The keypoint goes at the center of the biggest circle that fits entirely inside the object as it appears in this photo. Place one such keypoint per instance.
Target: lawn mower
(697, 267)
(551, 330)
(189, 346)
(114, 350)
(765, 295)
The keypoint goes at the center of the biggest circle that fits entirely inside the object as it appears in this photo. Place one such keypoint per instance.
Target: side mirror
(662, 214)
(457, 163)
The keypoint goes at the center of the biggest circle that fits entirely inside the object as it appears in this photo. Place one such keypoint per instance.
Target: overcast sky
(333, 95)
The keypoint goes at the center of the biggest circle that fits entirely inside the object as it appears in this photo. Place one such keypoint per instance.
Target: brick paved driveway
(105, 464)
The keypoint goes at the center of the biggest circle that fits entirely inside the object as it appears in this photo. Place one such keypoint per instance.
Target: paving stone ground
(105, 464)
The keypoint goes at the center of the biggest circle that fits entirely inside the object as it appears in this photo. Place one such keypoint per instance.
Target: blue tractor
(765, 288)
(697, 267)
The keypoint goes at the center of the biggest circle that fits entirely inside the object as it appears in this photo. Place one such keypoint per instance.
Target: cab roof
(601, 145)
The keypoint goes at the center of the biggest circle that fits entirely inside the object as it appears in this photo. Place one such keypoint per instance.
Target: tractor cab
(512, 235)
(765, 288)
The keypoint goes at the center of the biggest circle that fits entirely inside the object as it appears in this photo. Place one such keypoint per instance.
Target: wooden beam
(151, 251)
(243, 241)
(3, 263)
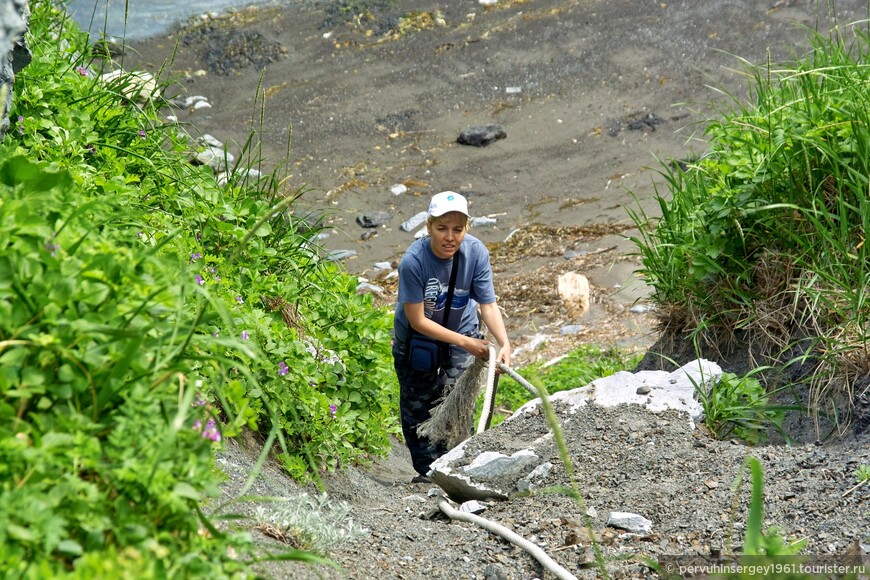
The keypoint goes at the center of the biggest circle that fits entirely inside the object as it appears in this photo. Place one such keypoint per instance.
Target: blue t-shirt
(424, 277)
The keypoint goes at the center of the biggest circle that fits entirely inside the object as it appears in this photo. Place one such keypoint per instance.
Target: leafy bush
(146, 313)
(764, 235)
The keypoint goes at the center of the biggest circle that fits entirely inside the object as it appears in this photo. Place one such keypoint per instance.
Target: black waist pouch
(424, 353)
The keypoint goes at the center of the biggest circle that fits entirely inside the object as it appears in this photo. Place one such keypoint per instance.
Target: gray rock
(339, 255)
(215, 158)
(472, 507)
(211, 141)
(367, 288)
(482, 221)
(629, 522)
(374, 219)
(481, 136)
(492, 466)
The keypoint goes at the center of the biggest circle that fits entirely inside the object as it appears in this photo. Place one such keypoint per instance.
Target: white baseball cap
(447, 201)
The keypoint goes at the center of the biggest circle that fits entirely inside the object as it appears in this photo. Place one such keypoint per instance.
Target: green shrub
(739, 406)
(146, 313)
(97, 426)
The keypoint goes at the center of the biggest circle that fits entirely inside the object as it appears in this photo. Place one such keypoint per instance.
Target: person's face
(446, 234)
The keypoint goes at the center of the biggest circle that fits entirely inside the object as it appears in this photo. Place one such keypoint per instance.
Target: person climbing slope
(443, 278)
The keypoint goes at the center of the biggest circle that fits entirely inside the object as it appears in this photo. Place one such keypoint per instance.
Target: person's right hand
(477, 347)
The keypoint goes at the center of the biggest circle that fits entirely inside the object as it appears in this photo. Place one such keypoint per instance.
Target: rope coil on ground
(533, 549)
(485, 417)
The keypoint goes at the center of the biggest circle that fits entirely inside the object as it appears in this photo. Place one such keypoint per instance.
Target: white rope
(533, 549)
(489, 396)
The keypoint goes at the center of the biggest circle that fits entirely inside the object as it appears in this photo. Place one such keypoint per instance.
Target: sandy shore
(591, 96)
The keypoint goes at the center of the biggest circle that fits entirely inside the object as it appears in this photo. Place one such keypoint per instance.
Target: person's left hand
(503, 356)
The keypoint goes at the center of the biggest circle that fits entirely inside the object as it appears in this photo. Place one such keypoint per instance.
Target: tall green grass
(762, 240)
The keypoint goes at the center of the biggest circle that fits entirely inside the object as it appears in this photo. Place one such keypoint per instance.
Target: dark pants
(419, 393)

# # # # # # #

Copy every line of the data word for word, omitting the images.

§ **Response to this task**
The keypoint goes at the center of the biggest circle that fits entirely inside the object as it appears in this photo. Place one such keypoint per instance.
Target: lawn mower
(697, 267)
(551, 330)
(189, 346)
(114, 350)
(765, 295)
The keypoint goes at the center of the biggest circle that fits entirely inside the object as it appears in this photo. Place one such keypoint per instance.
Target: side mirror
(662, 214)
(457, 163)
The keypoint goes at the center of the biggest circle that fits entirely inside the object as it appears in this photo. Place one such keypoint per instance.
Target: overcast sky
(333, 95)
The keypoint goes at the center of the biggest circle that fits entirely inside the object as it appears in this photo. Place one such keypoint per instance.
Target: brick paved driveway
(105, 464)
The keypoint goes at the center of the biggest circle that fits entirely inside the object as it appears in this photo. Place one such keypoint per instance.
Target: paving stone ground
(105, 464)
The keypoint goes at the center of the biggest circle that fits entirely inside the object as it appears in this photo. Place one such keypoint per instance.
Target: blue tractor
(765, 288)
(697, 267)
The keypoint goes at the center of the biggest circle that fits entirely inside the object as it appears in this photo. Place one such keypoint per instance.
Target: cab roof
(601, 145)
The keypoint goes at the center of the biggest circle that fits entirely inside the object as it appears in this photo. Place one such keypoint per instance.
Target: tractor cab
(512, 235)
(765, 288)
The keypoint goes at the center of the biggest circle that fits entirely inside the object as it appears in this photo. Place one such keypoint per instance.
Target: wooden beam
(151, 251)
(243, 241)
(3, 263)
The keypoint goes at the center of the biggest circle that fits entirely inside the object as it appears in this photo. Place one such keypoint per instance.
Target: blue t-shirt
(424, 277)
The keypoint goes at the center of the biggest circle that fits entirely inside the object as it appears in this photo. Place one such keypoint per instance.
Target: leafy bush
(146, 313)
(764, 235)
The keypoint goes at the center of the biggest circle that fits entirely inside the object as it appears in this photo. Place one such keypoint per instance.
Target: black waist pouch
(424, 353)
The keypoint goes at the center of the biggest circle that fits entirely inside the object as it appears in this photo. Place one such keypoint per instance.
Target: gray rock
(339, 255)
(215, 158)
(472, 507)
(211, 141)
(367, 288)
(482, 221)
(629, 522)
(374, 219)
(481, 136)
(492, 466)
The keypoint goes at the center of the biggest circle that fits entirely inside the object as it appears in this photo. Place one such keypoint per instance.
Target: white baseball cap
(447, 201)
The keypoint goes at the center of the biggest circle that fits entirely inside the object as it appears in this photo. Place one such keypoint per instance.
Target: green shrub
(739, 406)
(146, 313)
(97, 426)
The keypoint goes at the center of the biggest circle that fits entirely inside the object as it appears in this photo. Place one such keypoint per instance.
Target: person's face
(446, 234)
The keypoint goes at the center of the biggest circle that fits entirely inside the object as it appears in this photo. Place one such keypoint per instance.
Target: person climbing slope
(443, 278)
The keypoint goes at the center of the biggest circle that fits entirely inside the object as it appears in this photo. Place one such keypoint per instance.
Target: person's right hand
(477, 347)
The keypoint goes at the center of the biggest circle that fits entirely inside the object as it appears in this photo. Place one such keypoint per instance.
Target: rope coil on ground
(533, 549)
(485, 417)
The keypoint goes at the center of the biggest circle that fits entirely inside the object as it appears in this photo. Place one such keypoint per instance.
Target: white rope
(533, 549)
(489, 396)
The keypoint goes at the center of the biggest circle that fits entirely inside the object as it appears in this photo. Place one such keypoint per instance.
Target: sandy shore
(591, 96)
The keypoint goes at the center of the biggest circle that fits entirely inside the object as it appears in this photo. Place one such keypoint per instance.
Target: person's left hand
(503, 356)
The keypoint goes at the center of the biggest circle that fits entirely inside the object as it appears in this photo. Place one such keypoint per instance.
Target: tall green grass
(762, 240)
The keypoint goes at the center of the biggest circle that fits entirely inside the object as it appears in this photo. Place one such keypoint per instance.
Target: dark pants
(419, 393)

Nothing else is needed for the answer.